__Directions for this task__
Pictures don't belong in the copy; print all the records exactly.
★ ★ ★
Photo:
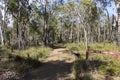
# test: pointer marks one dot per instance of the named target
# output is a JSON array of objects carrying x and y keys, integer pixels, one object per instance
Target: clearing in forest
[{"x": 57, "y": 66}]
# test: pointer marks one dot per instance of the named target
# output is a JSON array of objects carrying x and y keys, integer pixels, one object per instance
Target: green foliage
[
  {"x": 33, "y": 52},
  {"x": 103, "y": 64},
  {"x": 23, "y": 60}
]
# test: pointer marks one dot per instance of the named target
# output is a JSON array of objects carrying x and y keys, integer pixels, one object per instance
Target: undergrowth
[
  {"x": 97, "y": 64},
  {"x": 22, "y": 61}
]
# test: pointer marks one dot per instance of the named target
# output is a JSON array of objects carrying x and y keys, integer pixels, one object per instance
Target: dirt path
[{"x": 57, "y": 66}]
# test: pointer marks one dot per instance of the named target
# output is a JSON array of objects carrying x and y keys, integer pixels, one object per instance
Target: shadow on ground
[
  {"x": 57, "y": 46},
  {"x": 85, "y": 69},
  {"x": 53, "y": 70}
]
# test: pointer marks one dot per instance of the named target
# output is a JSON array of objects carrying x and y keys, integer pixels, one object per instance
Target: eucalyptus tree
[
  {"x": 4, "y": 20},
  {"x": 118, "y": 19},
  {"x": 20, "y": 12}
]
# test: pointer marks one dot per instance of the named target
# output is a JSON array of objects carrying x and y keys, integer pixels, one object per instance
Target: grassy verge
[
  {"x": 22, "y": 61},
  {"x": 98, "y": 65}
]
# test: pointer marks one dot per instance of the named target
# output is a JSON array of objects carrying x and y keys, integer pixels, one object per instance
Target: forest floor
[{"x": 57, "y": 66}]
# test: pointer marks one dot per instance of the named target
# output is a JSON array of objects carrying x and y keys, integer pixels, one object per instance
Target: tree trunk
[
  {"x": 1, "y": 36},
  {"x": 118, "y": 17},
  {"x": 85, "y": 38}
]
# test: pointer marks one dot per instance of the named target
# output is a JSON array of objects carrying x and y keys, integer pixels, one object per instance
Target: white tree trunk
[{"x": 1, "y": 36}]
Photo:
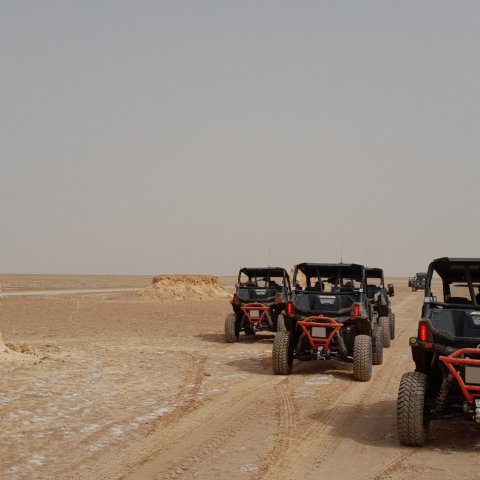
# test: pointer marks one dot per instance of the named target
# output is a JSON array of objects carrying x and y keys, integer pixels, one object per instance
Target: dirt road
[{"x": 126, "y": 388}]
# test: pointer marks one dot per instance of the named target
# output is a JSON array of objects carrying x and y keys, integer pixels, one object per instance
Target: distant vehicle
[
  {"x": 446, "y": 352},
  {"x": 329, "y": 317},
  {"x": 417, "y": 282},
  {"x": 379, "y": 297},
  {"x": 259, "y": 302}
]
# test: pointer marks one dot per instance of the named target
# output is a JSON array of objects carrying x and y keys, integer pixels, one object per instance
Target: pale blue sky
[{"x": 192, "y": 136}]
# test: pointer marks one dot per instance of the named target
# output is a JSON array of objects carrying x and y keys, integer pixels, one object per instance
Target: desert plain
[{"x": 101, "y": 379}]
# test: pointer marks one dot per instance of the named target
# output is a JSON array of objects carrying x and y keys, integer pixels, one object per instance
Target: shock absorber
[
  {"x": 341, "y": 344},
  {"x": 441, "y": 399}
]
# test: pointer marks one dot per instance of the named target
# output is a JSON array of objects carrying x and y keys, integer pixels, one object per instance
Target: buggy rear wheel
[
  {"x": 362, "y": 358},
  {"x": 377, "y": 339},
  {"x": 384, "y": 323},
  {"x": 282, "y": 354},
  {"x": 232, "y": 332},
  {"x": 392, "y": 326},
  {"x": 412, "y": 416}
]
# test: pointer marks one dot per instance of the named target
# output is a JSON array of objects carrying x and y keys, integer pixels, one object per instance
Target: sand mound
[
  {"x": 182, "y": 287},
  {"x": 3, "y": 347}
]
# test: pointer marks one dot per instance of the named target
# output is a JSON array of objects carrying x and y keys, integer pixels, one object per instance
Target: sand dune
[{"x": 183, "y": 287}]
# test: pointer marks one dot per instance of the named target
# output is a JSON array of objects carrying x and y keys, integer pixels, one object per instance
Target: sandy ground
[{"x": 123, "y": 387}]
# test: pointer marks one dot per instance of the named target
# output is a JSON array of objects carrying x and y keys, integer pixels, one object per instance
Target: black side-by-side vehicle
[
  {"x": 259, "y": 302},
  {"x": 417, "y": 282},
  {"x": 446, "y": 352},
  {"x": 329, "y": 317}
]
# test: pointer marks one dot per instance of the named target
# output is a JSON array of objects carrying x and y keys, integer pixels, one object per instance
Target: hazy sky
[{"x": 195, "y": 136}]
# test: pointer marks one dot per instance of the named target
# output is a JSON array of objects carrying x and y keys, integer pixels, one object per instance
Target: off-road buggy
[
  {"x": 379, "y": 297},
  {"x": 417, "y": 282},
  {"x": 446, "y": 352},
  {"x": 329, "y": 317},
  {"x": 259, "y": 302}
]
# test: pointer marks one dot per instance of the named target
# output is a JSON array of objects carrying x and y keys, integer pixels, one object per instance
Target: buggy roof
[
  {"x": 373, "y": 272},
  {"x": 454, "y": 269},
  {"x": 332, "y": 269},
  {"x": 264, "y": 271}
]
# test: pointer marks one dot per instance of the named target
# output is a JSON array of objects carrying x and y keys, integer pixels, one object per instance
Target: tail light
[
  {"x": 290, "y": 308},
  {"x": 423, "y": 332}
]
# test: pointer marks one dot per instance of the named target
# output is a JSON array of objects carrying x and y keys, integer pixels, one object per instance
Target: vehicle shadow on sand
[
  {"x": 264, "y": 337},
  {"x": 300, "y": 369},
  {"x": 375, "y": 425}
]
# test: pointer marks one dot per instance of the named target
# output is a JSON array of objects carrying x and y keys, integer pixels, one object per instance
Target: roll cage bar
[
  {"x": 333, "y": 271},
  {"x": 266, "y": 273},
  {"x": 465, "y": 271}
]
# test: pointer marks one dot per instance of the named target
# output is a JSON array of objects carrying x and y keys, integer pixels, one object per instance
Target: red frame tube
[
  {"x": 469, "y": 391},
  {"x": 320, "y": 321}
]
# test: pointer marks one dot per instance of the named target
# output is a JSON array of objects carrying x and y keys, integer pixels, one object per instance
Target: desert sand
[{"x": 140, "y": 385}]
★ ★ ★
__Written solution__
Photo:
# test: pointer marks one dot per instance of the named target
# output is a JSON array of objects carrying x and y keys, integer pixels, one object per instance
Target: clearing in forest
[{"x": 57, "y": 66}]
# test: pointer marks one dot per instance of the named target
# output is a JSON array of objects carrying x and y keys, integer pixels, one object per instance
Target: green foliage
[
  {"x": 33, "y": 52},
  {"x": 103, "y": 64},
  {"x": 23, "y": 60}
]
# test: pointer marks one dot per instance of the named target
# output is a JSON array of objects carrying x and y keys, integer pixels, one object per instance
Target: undergrowth
[
  {"x": 97, "y": 64},
  {"x": 22, "y": 61}
]
# test: pointer marks one dot per instance of the named target
# output is a JSON array of objects carrying x and y keys, integer pixels, one object per instance
Target: dirt path
[{"x": 57, "y": 66}]
# test: pointer marks one dot per instance of the named target
# output is a JSON array of objects carrying x and y keys, integer pixels, one object per instance
Target: shadow on ground
[
  {"x": 57, "y": 46},
  {"x": 85, "y": 69},
  {"x": 53, "y": 70}
]
# test: pointer marks one dot per instance of the named target
# output is a JSON array of objects carrying x and y keys, integer pixels, one object per instance
Target: eucalyptus tree
[
  {"x": 4, "y": 20},
  {"x": 118, "y": 19},
  {"x": 20, "y": 12}
]
# test: pointer marks one dot per instance of the named target
# output is a JSON array of objects carrying x and y keys, integer pixels, one object per instance
Target: grassy verge
[
  {"x": 22, "y": 61},
  {"x": 98, "y": 65}
]
# test: pointer marks one dot per instance of the named target
# output is a JSON array of objects carrying x and y keys, integer pixels, one object per instance
Target: forest floor
[{"x": 57, "y": 66}]
# test: pointer marks one dot per instance of the named target
# output is a JSON array of objects carrying x and y keys, integer pixels, one object per instance
Target: tree trunk
[
  {"x": 1, "y": 36},
  {"x": 118, "y": 17},
  {"x": 85, "y": 38}
]
# test: pointer marks one dot per instance of the named target
# output is a JSON array of objects carrying x and y keys, integer pixels, one object per instance
Target: white tree trunk
[{"x": 1, "y": 36}]
Photo:
# test: pointer marks one dot per instance of the named target
# output is a JSON array of objects carrying x and y keys, integer pixels, one object per instance
Target: dirt road
[{"x": 126, "y": 388}]
# test: pointer marks one dot per instance of the named target
# output is a JSON array of objects carrying x and y keys, integer pixels, one object per instance
Target: distant vehicle
[
  {"x": 446, "y": 352},
  {"x": 329, "y": 317},
  {"x": 417, "y": 282},
  {"x": 379, "y": 297},
  {"x": 259, "y": 302}
]
# test: pointer marks one dot per instance of the named target
# output is a JSON array of objects carrying x and y keys, integer pixels, one object per instance
Target: pale blue sky
[{"x": 192, "y": 136}]
# test: pointer marks one dot per instance of the named target
# output is a JSON array of objects carrying x and y keys, integer pixels, one object per instance
Target: desert plain
[{"x": 101, "y": 379}]
# test: pointer marks one dot per instance of the named target
# output is a JSON array of objects carrying x and y keys, integer pixels, one object per instance
Target: shock absorber
[
  {"x": 341, "y": 344},
  {"x": 441, "y": 399}
]
# test: pointer marks one dot per instance of the named target
# output is a JSON array of objects carrying x and y keys, integer pixels, one object per instance
Target: buggy rear wheel
[
  {"x": 362, "y": 358},
  {"x": 377, "y": 339},
  {"x": 384, "y": 323},
  {"x": 282, "y": 354},
  {"x": 232, "y": 332},
  {"x": 392, "y": 326},
  {"x": 412, "y": 416}
]
# test: pointer marks one dot per instance of the named target
# output is a JSON array of objects carrying x and y keys, integer pixels, one object per instance
Target: sand mound
[
  {"x": 182, "y": 287},
  {"x": 3, "y": 347}
]
# test: pointer marks one dot per instance of the named target
# output is a JSON array of objects carrying x and y keys, integer pixels, one object per instance
Target: sand dune
[{"x": 183, "y": 287}]
# test: pointer marks one dot per instance of the named target
# output is a JSON array of objects carrying x and y keys, integer pixels, one object per instance
Target: sandy ground
[{"x": 123, "y": 387}]
# test: pointer marks one dot per instance of the named target
# output is a JSON array of objects carrying x and y keys, integer pixels, one object per instance
Target: black side-by-side vehicle
[
  {"x": 259, "y": 302},
  {"x": 417, "y": 282},
  {"x": 446, "y": 352},
  {"x": 329, "y": 317}
]
# test: pointer marks one dot per instance of the named target
# output is a JSON array of objects carrying x and y keys, integer pixels, one object per instance
Target: hazy sky
[{"x": 195, "y": 136}]
# test: pointer marks one dot per instance of the named target
# output is a JSON array of objects carrying x and y keys, integer pixels, one object per instance
Target: off-road buggy
[
  {"x": 379, "y": 297},
  {"x": 417, "y": 282},
  {"x": 446, "y": 352},
  {"x": 329, "y": 317},
  {"x": 259, "y": 302}
]
# test: pointer marks one dot per instance of the named target
# output is a JSON array of objects carrying x and y keys, integer pixels, one object per instance
Target: buggy roof
[
  {"x": 373, "y": 272},
  {"x": 454, "y": 269},
  {"x": 332, "y": 269},
  {"x": 264, "y": 271}
]
# test: pointer marks one dot per instance of the named target
# output is a JSON array of objects carrying x and y keys, integer pixels, one object per instance
Target: tail light
[
  {"x": 290, "y": 308},
  {"x": 423, "y": 332}
]
# test: pointer marks one dot per instance of the named target
# output is a JSON array of objects carrying x and y keys, integer pixels, one object per instance
Target: vehicle shadow on sand
[
  {"x": 264, "y": 337},
  {"x": 300, "y": 369},
  {"x": 375, "y": 425}
]
# test: pointer marks one dot per instance of the named target
# output is a JSON array of objects carrying x and y keys, integer pixels, one object per instance
Target: roll cage bar
[
  {"x": 333, "y": 271},
  {"x": 266, "y": 273},
  {"x": 465, "y": 271}
]
# test: pointer marks one dot per instance of the named target
# output is a JSON array of objects carrying x and y keys, integer pixels, one object per instance
Target: red frame tube
[
  {"x": 469, "y": 391},
  {"x": 320, "y": 321}
]
# test: pointer marks one dot per instance of the named target
# output is a JSON array of objects carrying x and y keys, integer pixels, one object per instance
Target: desert sand
[{"x": 140, "y": 385}]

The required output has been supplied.